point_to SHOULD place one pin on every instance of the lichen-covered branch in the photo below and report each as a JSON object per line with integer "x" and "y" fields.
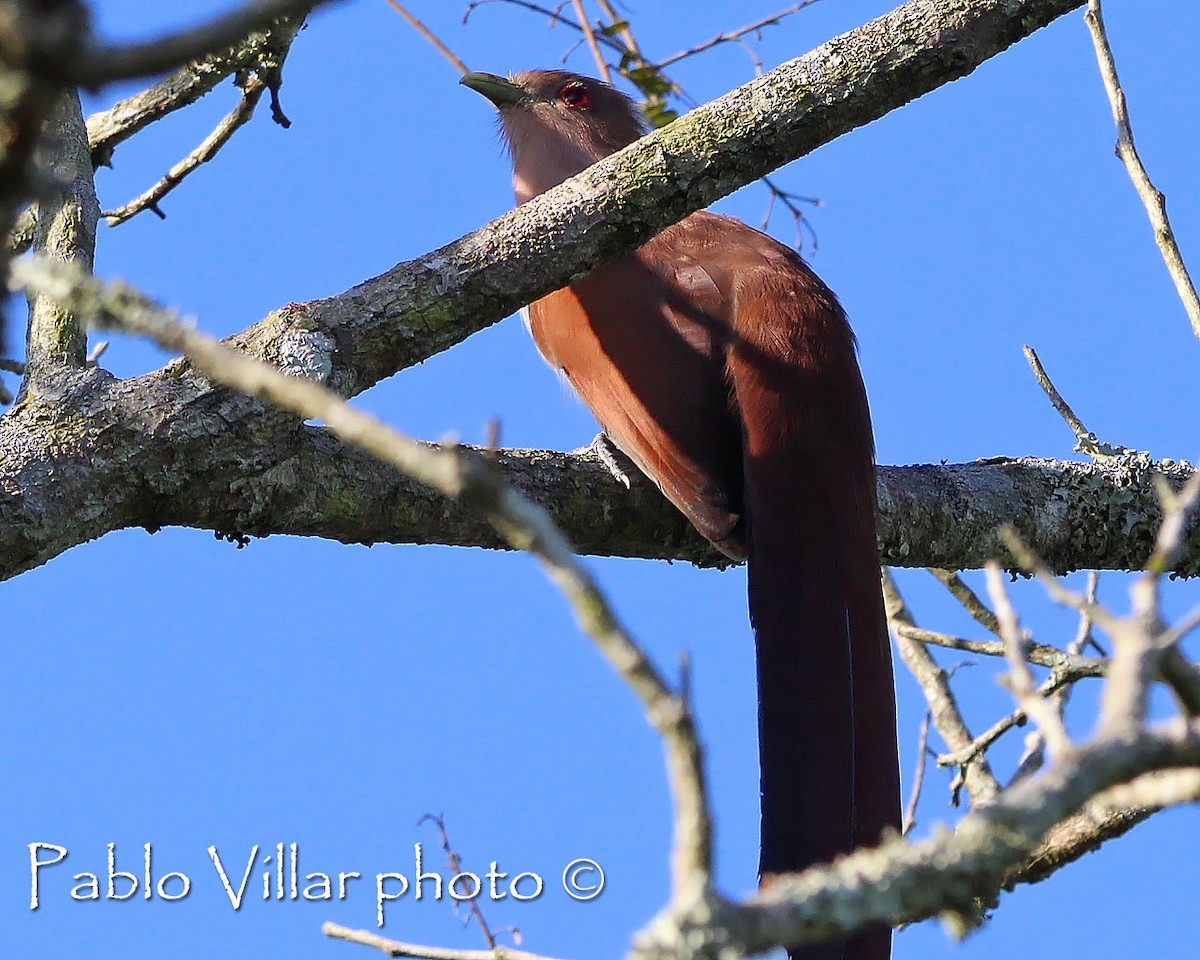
{"x": 65, "y": 231}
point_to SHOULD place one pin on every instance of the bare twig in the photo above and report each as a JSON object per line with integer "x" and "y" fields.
{"x": 591, "y": 36}
{"x": 419, "y": 952}
{"x": 433, "y": 39}
{"x": 918, "y": 779}
{"x": 455, "y": 473}
{"x": 969, "y": 599}
{"x": 108, "y": 129}
{"x": 1151, "y": 197}
{"x": 1020, "y": 678}
{"x": 66, "y": 231}
{"x": 21, "y": 237}
{"x": 456, "y": 865}
{"x": 1085, "y": 441}
{"x": 735, "y": 35}
{"x": 253, "y": 85}
{"x": 105, "y": 64}
{"x": 1042, "y": 654}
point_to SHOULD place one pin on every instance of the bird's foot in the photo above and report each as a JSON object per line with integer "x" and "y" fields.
{"x": 607, "y": 453}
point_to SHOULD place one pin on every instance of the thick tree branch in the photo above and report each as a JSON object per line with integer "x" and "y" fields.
{"x": 425, "y": 306}
{"x": 168, "y": 448}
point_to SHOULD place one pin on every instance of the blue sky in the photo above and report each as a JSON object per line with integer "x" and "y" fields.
{"x": 175, "y": 690}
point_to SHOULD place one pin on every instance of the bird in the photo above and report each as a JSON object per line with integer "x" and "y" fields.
{"x": 718, "y": 361}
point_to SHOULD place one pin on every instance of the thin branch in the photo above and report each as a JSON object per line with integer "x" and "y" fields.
{"x": 978, "y": 778}
{"x": 252, "y": 89}
{"x": 455, "y": 473}
{"x": 1151, "y": 197}
{"x": 918, "y": 779}
{"x": 456, "y": 865}
{"x": 1020, "y": 678}
{"x": 433, "y": 39}
{"x": 591, "y": 36}
{"x": 66, "y": 231}
{"x": 1053, "y": 684}
{"x": 265, "y": 48}
{"x": 1042, "y": 654}
{"x": 733, "y": 35}
{"x": 419, "y": 952}
{"x": 108, "y": 63}
{"x": 1085, "y": 441}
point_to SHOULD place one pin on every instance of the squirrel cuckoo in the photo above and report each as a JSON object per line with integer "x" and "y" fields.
{"x": 723, "y": 366}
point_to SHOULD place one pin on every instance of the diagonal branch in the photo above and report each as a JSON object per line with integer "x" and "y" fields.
{"x": 1127, "y": 151}
{"x": 252, "y": 89}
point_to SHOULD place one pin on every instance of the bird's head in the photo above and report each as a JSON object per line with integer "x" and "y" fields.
{"x": 557, "y": 124}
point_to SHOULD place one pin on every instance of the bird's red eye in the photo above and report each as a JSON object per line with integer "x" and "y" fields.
{"x": 575, "y": 96}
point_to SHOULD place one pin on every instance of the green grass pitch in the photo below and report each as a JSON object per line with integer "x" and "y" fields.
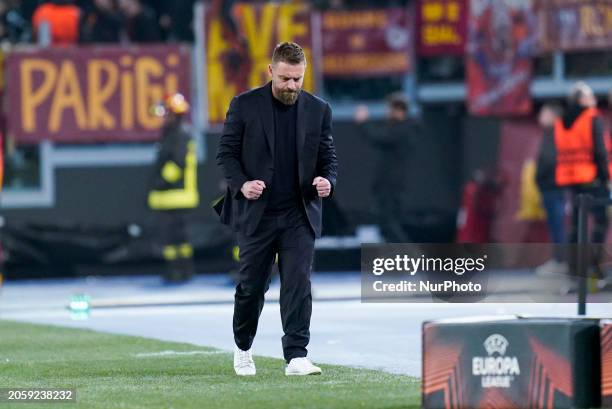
{"x": 115, "y": 371}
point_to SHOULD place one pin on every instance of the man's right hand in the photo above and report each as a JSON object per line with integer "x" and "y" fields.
{"x": 362, "y": 113}
{"x": 253, "y": 189}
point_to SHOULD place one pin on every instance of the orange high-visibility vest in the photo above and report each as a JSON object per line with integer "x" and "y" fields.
{"x": 575, "y": 155}
{"x": 608, "y": 142}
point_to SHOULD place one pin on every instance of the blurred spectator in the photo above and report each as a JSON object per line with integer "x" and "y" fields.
{"x": 14, "y": 26}
{"x": 174, "y": 189}
{"x": 478, "y": 206}
{"x": 582, "y": 164}
{"x": 101, "y": 23}
{"x": 392, "y": 141}
{"x": 553, "y": 196}
{"x": 62, "y": 19}
{"x": 141, "y": 24}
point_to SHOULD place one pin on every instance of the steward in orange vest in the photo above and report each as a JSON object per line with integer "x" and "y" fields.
{"x": 582, "y": 166}
{"x": 581, "y": 149}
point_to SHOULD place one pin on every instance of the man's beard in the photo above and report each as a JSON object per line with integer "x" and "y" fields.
{"x": 288, "y": 97}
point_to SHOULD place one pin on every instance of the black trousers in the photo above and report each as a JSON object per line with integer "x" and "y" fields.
{"x": 289, "y": 235}
{"x": 599, "y": 227}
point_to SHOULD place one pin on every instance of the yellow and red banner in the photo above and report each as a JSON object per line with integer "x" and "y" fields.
{"x": 571, "y": 25}
{"x": 501, "y": 42}
{"x": 366, "y": 42}
{"x": 236, "y": 62}
{"x": 442, "y": 27}
{"x": 87, "y": 94}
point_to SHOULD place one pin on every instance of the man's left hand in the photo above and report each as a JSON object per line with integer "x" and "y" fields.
{"x": 323, "y": 186}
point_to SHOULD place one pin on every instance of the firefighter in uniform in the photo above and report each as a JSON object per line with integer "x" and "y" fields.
{"x": 174, "y": 190}
{"x": 582, "y": 164}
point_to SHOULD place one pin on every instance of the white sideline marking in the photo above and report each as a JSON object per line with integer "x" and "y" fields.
{"x": 176, "y": 353}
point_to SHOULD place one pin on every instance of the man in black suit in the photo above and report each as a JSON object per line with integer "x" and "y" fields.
{"x": 278, "y": 157}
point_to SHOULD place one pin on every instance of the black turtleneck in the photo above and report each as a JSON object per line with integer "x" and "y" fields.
{"x": 284, "y": 192}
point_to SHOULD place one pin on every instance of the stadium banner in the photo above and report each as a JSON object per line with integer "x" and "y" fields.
{"x": 441, "y": 26}
{"x": 571, "y": 25}
{"x": 499, "y": 66}
{"x": 92, "y": 94}
{"x": 369, "y": 43}
{"x": 606, "y": 364}
{"x": 237, "y": 60}
{"x": 511, "y": 362}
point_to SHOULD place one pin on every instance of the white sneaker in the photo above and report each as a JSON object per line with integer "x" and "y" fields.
{"x": 243, "y": 362}
{"x": 301, "y": 366}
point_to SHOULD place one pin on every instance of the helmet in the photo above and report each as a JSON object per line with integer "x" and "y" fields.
{"x": 177, "y": 104}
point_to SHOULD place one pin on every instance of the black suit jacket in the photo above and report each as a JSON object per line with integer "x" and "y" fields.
{"x": 246, "y": 152}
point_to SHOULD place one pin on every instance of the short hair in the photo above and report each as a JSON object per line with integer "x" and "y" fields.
{"x": 397, "y": 100}
{"x": 577, "y": 91}
{"x": 288, "y": 52}
{"x": 554, "y": 108}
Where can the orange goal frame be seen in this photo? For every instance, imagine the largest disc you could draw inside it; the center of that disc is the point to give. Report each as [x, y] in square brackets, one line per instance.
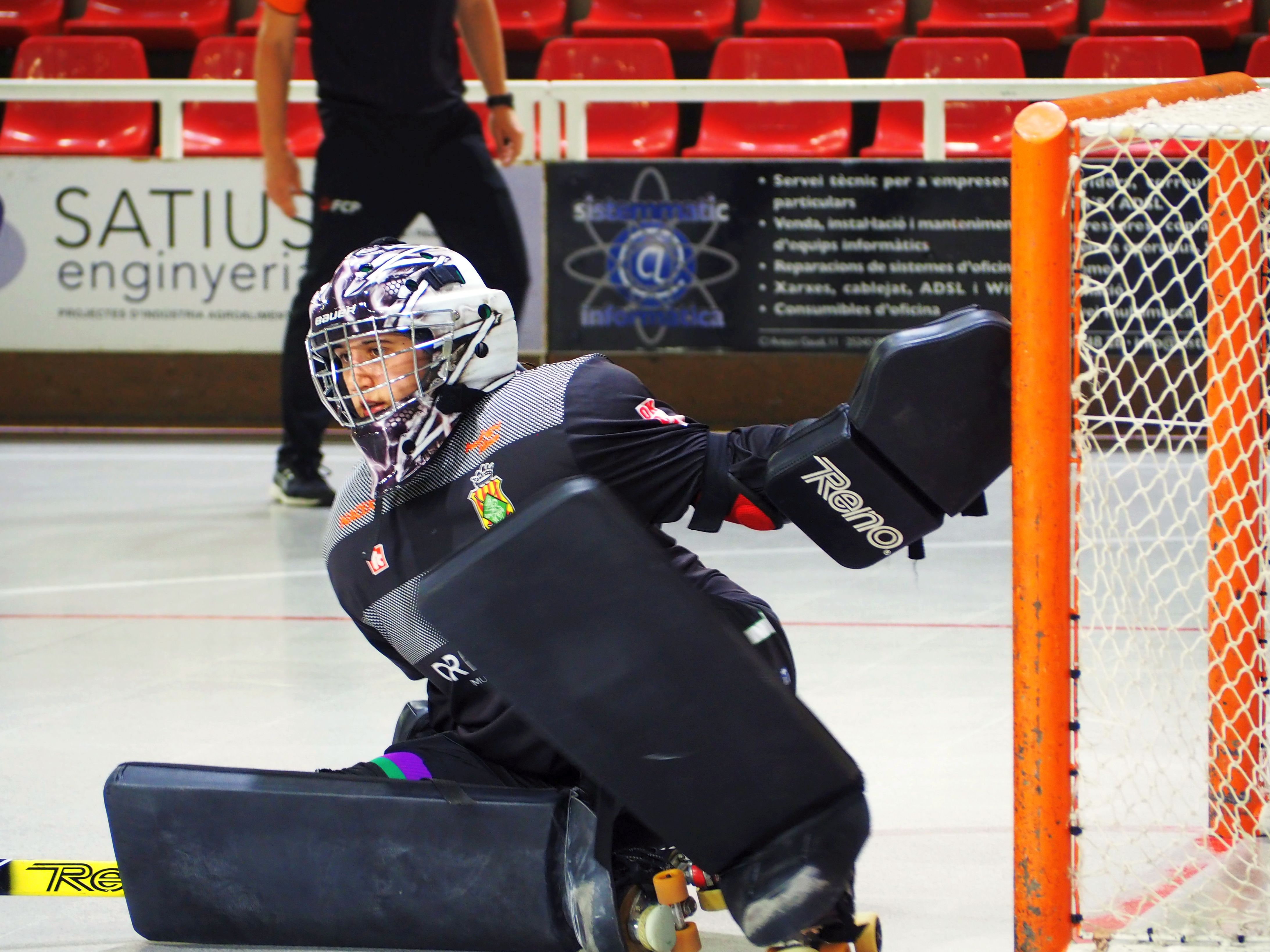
[1043, 311]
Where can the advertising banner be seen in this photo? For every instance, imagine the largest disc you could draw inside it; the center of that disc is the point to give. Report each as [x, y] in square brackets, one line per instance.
[812, 256]
[144, 256]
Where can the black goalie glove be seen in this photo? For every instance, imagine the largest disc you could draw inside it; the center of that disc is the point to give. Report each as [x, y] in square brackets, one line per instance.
[926, 432]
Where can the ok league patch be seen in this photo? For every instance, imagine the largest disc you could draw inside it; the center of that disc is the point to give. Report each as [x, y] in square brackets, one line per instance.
[649, 410]
[378, 562]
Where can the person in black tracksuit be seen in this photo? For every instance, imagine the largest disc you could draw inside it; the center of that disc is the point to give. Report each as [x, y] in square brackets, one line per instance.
[398, 140]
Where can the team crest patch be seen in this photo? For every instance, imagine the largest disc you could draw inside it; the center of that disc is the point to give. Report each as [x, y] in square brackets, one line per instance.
[378, 562]
[488, 498]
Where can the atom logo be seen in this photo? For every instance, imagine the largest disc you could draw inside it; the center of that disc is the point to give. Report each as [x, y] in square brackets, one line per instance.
[651, 263]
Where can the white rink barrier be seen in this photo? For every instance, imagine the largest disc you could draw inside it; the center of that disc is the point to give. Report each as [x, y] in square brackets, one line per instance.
[574, 96]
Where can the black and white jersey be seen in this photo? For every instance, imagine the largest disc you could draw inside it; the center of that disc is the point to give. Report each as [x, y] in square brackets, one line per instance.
[583, 417]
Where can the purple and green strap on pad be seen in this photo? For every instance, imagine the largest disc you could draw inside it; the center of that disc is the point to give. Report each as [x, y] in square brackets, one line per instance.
[403, 766]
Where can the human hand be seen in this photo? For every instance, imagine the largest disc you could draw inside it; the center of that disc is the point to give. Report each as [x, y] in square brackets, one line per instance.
[282, 181]
[506, 130]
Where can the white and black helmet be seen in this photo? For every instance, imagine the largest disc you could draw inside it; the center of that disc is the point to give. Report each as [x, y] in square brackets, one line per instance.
[432, 301]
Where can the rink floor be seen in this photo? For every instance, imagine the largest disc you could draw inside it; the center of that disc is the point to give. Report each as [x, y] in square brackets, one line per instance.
[154, 606]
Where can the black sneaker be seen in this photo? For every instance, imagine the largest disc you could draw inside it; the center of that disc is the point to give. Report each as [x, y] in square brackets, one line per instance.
[295, 484]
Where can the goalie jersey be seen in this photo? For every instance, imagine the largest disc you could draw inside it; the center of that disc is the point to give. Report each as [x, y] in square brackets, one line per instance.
[583, 417]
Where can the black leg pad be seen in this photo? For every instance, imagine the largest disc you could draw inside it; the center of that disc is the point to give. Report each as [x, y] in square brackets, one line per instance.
[578, 619]
[221, 856]
[797, 879]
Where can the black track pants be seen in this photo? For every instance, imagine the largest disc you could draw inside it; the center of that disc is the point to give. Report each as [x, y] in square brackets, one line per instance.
[375, 173]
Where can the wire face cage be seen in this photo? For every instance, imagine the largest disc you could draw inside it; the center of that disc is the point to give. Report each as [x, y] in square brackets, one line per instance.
[370, 369]
[1170, 409]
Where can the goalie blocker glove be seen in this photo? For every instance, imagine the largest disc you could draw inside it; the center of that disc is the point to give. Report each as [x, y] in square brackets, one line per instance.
[926, 432]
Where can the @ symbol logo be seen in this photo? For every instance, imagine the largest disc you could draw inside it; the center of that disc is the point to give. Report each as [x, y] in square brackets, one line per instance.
[652, 263]
[658, 270]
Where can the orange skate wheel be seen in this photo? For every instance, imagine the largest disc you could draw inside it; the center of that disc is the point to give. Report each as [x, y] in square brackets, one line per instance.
[869, 940]
[687, 940]
[712, 902]
[671, 888]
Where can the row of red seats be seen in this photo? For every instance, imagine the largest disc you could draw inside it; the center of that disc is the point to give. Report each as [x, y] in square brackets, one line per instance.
[683, 25]
[128, 129]
[644, 130]
[823, 130]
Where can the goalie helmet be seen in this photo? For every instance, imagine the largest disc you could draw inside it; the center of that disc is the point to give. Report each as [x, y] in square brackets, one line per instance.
[401, 342]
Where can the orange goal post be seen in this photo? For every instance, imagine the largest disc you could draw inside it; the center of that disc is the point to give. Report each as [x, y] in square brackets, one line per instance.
[1141, 362]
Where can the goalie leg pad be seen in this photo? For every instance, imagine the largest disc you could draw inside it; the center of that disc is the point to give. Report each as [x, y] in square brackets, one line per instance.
[218, 856]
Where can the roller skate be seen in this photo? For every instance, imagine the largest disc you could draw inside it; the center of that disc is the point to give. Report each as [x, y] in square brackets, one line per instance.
[656, 906]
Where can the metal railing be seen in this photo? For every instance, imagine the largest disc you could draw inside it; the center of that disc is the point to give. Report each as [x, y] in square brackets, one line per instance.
[544, 103]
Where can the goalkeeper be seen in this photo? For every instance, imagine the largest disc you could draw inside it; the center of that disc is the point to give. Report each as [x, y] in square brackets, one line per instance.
[417, 357]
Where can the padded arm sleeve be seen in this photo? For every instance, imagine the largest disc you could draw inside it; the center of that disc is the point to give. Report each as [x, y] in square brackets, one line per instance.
[639, 447]
[660, 461]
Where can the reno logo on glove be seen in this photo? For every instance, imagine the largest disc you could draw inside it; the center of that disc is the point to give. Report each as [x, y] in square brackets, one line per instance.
[835, 488]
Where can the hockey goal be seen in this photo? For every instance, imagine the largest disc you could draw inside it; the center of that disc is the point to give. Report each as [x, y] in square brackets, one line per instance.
[1141, 515]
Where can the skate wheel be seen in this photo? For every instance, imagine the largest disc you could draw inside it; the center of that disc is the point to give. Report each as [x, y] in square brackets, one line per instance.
[712, 902]
[870, 939]
[656, 930]
[687, 940]
[671, 888]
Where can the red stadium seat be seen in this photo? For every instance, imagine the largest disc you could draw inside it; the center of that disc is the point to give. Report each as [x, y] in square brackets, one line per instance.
[1128, 58]
[251, 26]
[1211, 23]
[469, 73]
[619, 130]
[528, 25]
[681, 25]
[1034, 25]
[160, 25]
[28, 18]
[1259, 59]
[783, 130]
[230, 129]
[79, 129]
[858, 25]
[973, 130]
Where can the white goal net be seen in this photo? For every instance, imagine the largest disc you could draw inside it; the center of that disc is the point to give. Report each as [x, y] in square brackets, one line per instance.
[1170, 390]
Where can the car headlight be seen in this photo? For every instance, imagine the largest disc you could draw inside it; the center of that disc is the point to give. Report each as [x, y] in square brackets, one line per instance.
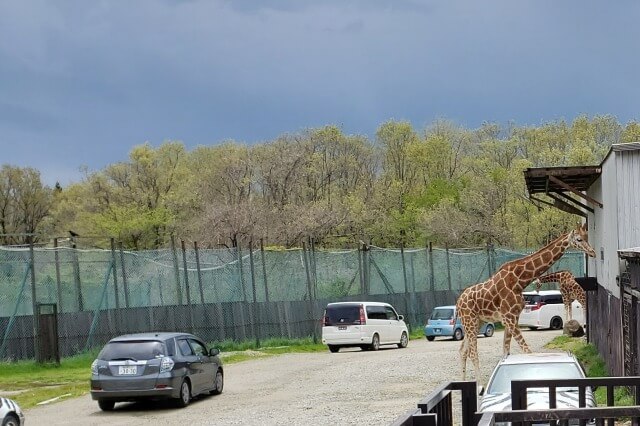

# Exercise prompt
Return every line of the items above that contains the word "trousers".

# Correct response
point_to SHOULD place one pin on every instance of the black trousers in the photo above and report each as a JSON object per line with integer "x" and "y" fields.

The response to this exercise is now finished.